# [Job]
Move every coordinate in the answers up by 62, adding 62 to each number, and write out all the data lines again with nothing left out. Begin at the line that has "For this dataset, tag each instance of the fringe trim" and stop after the line that has "[[327, 139]]".
>> START
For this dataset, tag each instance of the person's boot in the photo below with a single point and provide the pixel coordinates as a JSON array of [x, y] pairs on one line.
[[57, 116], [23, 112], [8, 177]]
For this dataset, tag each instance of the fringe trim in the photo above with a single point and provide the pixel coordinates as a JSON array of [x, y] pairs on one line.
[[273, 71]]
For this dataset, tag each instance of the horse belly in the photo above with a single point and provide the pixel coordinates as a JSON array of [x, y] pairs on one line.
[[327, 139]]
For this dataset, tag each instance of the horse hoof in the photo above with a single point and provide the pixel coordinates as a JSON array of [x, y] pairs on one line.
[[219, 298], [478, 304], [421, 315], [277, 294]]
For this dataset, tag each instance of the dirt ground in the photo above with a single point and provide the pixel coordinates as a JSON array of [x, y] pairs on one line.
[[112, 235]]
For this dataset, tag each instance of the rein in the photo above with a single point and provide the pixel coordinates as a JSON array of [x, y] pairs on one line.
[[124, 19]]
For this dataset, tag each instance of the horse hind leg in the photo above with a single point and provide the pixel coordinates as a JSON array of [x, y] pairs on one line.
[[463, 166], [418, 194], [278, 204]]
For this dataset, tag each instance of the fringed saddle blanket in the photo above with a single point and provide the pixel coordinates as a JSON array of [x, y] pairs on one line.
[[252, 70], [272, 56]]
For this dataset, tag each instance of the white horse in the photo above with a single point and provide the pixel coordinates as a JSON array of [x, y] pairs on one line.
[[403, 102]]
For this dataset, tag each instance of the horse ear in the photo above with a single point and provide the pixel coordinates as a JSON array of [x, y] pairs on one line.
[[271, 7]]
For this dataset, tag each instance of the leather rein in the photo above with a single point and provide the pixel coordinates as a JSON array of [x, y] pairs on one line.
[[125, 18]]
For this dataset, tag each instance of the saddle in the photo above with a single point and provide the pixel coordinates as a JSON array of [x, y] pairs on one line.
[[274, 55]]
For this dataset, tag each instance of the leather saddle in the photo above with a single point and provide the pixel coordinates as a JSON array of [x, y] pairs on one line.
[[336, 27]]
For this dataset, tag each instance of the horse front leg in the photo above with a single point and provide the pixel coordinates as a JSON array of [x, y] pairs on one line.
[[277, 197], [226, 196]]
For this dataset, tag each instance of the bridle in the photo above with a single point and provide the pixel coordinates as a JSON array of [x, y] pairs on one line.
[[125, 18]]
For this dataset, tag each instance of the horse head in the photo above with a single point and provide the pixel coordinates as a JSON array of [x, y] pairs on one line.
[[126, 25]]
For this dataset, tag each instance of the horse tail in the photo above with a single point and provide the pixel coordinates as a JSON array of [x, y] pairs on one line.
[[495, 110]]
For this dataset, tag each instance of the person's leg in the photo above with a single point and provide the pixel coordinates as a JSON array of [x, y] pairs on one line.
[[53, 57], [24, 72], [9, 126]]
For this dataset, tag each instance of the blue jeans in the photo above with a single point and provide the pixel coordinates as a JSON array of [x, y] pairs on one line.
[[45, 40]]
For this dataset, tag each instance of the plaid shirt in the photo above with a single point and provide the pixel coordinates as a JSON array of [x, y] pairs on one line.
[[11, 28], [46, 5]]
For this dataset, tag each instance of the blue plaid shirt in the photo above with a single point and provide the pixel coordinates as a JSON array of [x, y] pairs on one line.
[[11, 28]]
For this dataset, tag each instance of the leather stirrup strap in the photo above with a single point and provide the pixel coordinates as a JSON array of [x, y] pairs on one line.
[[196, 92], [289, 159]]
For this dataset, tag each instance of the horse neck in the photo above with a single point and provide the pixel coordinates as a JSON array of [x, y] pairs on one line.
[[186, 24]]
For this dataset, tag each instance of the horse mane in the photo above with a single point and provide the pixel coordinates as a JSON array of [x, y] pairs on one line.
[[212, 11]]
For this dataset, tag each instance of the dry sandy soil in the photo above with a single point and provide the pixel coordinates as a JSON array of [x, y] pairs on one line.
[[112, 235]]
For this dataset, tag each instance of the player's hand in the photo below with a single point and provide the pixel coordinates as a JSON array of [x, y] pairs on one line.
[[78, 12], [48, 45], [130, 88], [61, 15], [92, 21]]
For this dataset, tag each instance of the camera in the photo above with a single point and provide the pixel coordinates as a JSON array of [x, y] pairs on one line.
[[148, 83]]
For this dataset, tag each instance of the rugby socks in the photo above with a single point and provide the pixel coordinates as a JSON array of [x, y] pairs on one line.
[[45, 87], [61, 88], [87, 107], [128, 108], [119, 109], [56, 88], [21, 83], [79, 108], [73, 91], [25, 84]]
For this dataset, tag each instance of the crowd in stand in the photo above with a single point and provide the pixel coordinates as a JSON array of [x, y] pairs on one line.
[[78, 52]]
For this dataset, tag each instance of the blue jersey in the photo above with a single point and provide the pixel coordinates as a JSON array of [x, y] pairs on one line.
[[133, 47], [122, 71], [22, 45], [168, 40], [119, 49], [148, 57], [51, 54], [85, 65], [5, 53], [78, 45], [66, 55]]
>> END
>> START
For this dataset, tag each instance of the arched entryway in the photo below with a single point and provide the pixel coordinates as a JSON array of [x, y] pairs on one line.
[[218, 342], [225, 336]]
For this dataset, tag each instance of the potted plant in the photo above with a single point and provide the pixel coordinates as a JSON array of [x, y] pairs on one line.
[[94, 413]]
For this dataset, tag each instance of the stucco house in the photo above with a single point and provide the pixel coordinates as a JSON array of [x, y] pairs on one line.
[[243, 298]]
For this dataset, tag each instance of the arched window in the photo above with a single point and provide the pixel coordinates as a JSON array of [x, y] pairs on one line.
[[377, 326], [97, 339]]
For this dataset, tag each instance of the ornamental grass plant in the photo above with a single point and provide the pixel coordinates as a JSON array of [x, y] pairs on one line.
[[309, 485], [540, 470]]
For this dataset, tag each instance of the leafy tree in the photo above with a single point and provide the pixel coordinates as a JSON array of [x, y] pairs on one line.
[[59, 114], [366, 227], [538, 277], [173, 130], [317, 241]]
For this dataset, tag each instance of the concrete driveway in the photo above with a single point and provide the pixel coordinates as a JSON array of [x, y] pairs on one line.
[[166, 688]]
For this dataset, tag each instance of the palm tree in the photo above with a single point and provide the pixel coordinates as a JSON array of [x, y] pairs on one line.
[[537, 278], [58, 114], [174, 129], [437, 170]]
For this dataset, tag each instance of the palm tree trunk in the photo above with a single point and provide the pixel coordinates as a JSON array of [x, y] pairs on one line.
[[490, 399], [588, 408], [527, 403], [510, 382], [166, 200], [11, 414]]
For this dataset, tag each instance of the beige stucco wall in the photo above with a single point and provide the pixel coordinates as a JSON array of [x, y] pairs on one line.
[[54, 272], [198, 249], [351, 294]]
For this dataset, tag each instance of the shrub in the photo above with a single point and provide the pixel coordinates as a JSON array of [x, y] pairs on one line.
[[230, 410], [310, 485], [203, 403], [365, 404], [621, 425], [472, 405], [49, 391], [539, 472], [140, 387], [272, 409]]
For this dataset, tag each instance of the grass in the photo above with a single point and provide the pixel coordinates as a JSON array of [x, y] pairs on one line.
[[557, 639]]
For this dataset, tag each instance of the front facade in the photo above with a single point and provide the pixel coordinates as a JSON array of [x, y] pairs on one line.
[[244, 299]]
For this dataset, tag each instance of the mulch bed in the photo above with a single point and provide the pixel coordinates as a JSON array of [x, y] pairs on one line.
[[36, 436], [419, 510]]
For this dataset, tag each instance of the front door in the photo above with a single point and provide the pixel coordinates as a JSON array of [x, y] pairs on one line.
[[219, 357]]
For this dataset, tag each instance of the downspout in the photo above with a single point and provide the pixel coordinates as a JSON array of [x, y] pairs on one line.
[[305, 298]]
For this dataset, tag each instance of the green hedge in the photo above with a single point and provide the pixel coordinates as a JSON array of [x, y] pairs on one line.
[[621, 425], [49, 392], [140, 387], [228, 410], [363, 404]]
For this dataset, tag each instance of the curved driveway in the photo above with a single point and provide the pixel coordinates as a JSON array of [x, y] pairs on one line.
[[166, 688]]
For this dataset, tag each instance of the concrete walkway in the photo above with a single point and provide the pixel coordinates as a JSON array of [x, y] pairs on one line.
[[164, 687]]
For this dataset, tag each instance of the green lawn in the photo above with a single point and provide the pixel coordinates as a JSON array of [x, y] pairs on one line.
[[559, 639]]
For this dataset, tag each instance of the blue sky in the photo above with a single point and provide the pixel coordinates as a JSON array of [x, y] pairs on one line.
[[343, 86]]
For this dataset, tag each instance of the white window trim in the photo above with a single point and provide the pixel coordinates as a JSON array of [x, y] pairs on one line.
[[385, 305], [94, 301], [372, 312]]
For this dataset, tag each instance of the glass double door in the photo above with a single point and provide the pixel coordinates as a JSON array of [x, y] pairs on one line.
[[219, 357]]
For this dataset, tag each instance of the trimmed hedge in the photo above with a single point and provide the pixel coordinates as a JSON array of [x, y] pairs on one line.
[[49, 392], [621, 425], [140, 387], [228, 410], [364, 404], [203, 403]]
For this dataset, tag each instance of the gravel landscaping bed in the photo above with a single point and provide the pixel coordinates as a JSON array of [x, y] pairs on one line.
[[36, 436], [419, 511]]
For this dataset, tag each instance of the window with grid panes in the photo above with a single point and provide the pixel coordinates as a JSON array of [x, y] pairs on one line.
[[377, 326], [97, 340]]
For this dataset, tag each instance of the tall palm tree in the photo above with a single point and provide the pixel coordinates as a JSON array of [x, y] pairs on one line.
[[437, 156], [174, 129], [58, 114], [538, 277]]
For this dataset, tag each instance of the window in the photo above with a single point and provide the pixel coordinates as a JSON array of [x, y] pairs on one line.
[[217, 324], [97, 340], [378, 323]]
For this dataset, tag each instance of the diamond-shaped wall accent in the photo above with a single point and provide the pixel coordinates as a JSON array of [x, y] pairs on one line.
>> END
>> START
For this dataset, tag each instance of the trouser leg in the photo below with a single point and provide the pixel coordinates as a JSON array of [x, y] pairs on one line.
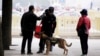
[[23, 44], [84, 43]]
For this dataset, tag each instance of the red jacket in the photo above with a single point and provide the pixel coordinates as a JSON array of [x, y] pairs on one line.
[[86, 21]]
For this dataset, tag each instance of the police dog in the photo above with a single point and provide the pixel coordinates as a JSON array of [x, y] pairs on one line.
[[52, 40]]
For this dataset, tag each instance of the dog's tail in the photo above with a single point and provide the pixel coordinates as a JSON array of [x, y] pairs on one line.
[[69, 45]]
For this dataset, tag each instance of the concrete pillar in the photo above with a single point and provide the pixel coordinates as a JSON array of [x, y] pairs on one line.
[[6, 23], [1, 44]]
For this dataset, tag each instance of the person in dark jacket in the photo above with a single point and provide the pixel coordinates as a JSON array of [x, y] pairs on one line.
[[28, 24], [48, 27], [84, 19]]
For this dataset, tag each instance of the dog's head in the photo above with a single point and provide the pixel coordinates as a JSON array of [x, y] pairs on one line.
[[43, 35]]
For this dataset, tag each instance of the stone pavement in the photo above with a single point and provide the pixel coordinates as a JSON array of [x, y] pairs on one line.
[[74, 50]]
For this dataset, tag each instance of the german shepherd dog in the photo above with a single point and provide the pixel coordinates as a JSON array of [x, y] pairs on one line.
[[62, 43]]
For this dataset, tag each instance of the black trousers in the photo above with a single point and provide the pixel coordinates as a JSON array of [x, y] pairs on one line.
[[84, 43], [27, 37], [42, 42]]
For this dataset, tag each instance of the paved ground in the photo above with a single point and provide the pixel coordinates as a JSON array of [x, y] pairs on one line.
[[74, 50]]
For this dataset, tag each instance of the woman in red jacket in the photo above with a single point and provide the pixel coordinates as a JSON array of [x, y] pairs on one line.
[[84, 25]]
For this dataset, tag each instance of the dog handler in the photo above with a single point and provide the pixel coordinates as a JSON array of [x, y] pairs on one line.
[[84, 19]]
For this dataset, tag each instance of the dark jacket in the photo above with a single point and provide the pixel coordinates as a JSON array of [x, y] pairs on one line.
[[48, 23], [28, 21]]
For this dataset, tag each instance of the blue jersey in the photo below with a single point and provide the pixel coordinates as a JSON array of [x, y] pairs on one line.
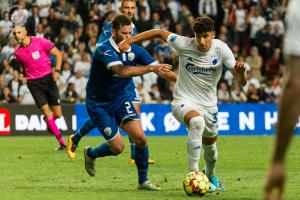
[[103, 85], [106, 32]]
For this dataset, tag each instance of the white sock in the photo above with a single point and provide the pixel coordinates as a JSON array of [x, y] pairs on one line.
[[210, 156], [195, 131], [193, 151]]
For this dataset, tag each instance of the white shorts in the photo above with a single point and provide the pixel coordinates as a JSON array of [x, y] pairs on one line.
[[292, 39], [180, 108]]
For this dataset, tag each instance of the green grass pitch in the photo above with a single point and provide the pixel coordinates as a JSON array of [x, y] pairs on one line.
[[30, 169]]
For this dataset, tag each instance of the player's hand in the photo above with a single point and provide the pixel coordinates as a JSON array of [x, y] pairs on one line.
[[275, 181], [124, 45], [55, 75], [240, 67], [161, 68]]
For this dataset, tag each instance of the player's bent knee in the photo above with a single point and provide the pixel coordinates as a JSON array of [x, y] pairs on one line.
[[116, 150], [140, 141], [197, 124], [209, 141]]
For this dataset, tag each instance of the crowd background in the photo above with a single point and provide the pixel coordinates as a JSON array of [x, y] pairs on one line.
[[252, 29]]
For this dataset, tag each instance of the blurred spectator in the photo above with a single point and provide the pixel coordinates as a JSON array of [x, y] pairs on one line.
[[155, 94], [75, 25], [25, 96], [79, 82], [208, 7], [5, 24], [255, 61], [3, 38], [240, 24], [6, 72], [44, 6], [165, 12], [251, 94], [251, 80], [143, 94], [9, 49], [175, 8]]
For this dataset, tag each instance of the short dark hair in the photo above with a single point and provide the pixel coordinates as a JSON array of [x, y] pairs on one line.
>> END
# [Output below]
For this dataset, tag each instance of the fringe trim in the photo above with a single point and provide the pixel coordinates as a JSON array of [x, y] pairs on one line.
[[335, 133]]
For this dataset, tag each instance of the horse belly in the photo above with a single point and provide the pixel coordinates as a JSON array of [x, y] pairs on one line.
[[389, 201]]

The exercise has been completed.